INPUT DATA Block Start

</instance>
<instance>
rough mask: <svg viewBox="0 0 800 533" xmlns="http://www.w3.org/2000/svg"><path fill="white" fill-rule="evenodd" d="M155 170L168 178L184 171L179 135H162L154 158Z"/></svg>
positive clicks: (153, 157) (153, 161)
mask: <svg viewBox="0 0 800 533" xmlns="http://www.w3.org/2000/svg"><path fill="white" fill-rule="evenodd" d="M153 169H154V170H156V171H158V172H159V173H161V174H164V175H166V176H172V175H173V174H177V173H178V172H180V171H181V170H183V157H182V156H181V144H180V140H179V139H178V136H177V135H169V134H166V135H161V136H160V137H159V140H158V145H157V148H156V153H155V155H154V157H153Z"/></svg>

INPUT DATA Block End

BRIEF -
The listing above has to be written out again in full, exactly as shown.

EXERCISE SOLUTION -
</instance>
<instance>
rough mask: <svg viewBox="0 0 800 533" xmlns="http://www.w3.org/2000/svg"><path fill="white" fill-rule="evenodd" d="M155 170L168 178L184 171L179 135H162L154 158Z"/></svg>
positive clicks: (153, 157) (153, 161)
mask: <svg viewBox="0 0 800 533" xmlns="http://www.w3.org/2000/svg"><path fill="white" fill-rule="evenodd" d="M153 169H154V170H156V171H158V172H159V173H161V174H164V175H166V176H172V175H173V174H177V173H178V172H180V171H181V170H183V157H182V156H181V144H180V140H179V139H178V136H177V135H169V134H166V135H161V136H160V137H159V140H158V145H157V148H156V153H155V155H154V157H153Z"/></svg>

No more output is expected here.